* **Exercise**
Emit only the lines from the line containing "Target: traffic light" through the last line of the entries, unchanged.
══════════════════════════════
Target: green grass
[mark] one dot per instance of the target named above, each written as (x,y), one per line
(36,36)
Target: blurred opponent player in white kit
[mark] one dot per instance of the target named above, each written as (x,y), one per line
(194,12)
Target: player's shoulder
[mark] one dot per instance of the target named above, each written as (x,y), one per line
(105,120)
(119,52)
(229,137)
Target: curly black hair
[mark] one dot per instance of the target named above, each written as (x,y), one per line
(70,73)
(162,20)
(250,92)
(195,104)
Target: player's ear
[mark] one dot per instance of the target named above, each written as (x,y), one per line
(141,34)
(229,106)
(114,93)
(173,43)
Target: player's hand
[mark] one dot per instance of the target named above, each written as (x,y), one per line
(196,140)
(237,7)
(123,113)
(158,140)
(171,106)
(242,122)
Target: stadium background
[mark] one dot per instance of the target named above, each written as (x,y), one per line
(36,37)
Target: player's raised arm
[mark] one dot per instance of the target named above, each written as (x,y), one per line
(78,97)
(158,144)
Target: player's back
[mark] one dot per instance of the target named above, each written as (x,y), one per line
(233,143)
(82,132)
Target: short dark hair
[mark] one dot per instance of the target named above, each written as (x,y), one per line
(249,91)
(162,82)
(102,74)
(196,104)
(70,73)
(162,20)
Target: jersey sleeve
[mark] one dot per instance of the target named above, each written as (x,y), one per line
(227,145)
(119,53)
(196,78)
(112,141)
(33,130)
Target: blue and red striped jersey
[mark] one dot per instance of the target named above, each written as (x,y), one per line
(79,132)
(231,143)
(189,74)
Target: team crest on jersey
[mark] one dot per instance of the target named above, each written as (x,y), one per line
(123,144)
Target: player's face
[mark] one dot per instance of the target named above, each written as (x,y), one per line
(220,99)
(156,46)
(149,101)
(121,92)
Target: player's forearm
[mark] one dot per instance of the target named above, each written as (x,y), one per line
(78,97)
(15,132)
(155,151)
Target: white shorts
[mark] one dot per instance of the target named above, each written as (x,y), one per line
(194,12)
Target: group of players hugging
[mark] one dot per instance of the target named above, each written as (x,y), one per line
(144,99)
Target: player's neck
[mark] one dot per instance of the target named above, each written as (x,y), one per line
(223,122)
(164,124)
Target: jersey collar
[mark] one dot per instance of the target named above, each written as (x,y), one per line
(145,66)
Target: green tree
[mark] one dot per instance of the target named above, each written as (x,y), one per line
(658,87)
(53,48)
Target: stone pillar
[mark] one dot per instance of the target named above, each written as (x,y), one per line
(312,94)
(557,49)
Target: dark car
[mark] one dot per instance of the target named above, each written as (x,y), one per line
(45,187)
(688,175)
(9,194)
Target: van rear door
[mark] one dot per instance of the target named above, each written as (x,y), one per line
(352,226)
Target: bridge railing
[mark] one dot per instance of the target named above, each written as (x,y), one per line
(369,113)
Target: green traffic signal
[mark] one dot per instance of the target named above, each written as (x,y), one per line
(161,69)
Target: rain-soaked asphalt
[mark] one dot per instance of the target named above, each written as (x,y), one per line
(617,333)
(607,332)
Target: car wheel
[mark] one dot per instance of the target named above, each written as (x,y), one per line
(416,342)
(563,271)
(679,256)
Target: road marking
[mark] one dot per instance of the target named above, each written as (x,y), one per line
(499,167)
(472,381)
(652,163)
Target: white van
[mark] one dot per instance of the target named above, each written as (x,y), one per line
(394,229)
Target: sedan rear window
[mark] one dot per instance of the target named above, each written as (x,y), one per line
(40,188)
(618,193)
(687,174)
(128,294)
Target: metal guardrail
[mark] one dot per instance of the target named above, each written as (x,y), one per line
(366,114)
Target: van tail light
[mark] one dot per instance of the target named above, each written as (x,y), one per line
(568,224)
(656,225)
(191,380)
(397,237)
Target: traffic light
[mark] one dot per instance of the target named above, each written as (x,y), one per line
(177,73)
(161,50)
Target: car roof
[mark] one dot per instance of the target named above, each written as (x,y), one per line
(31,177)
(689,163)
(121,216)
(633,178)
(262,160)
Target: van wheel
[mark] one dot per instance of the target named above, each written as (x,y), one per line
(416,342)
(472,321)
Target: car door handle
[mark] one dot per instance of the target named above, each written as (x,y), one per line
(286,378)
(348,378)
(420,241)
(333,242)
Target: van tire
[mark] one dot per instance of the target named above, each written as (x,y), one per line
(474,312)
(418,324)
══════════════════════════════
* **Result of the task**
Target: traffic light
[mark] one dot per instance of the target named above, each written as (x,y), one per line
(177,73)
(161,50)
Target: car roof
[mark] one dot per instance of the target named above, each written as (x,y), one per line
(31,177)
(689,163)
(121,216)
(633,178)
(262,160)
Target: van wheel
[mark] one dot per instance of the target named above, each written as (x,y), one per line
(416,342)
(472,321)
Target: car door handle
[mark] one dot per instance of the target named above, each written as (x,y), one per line
(286,378)
(348,378)
(420,241)
(333,242)
Target: van tire
[mark] one dot per instance of the target named above, each written as (x,y), one per line
(474,312)
(418,324)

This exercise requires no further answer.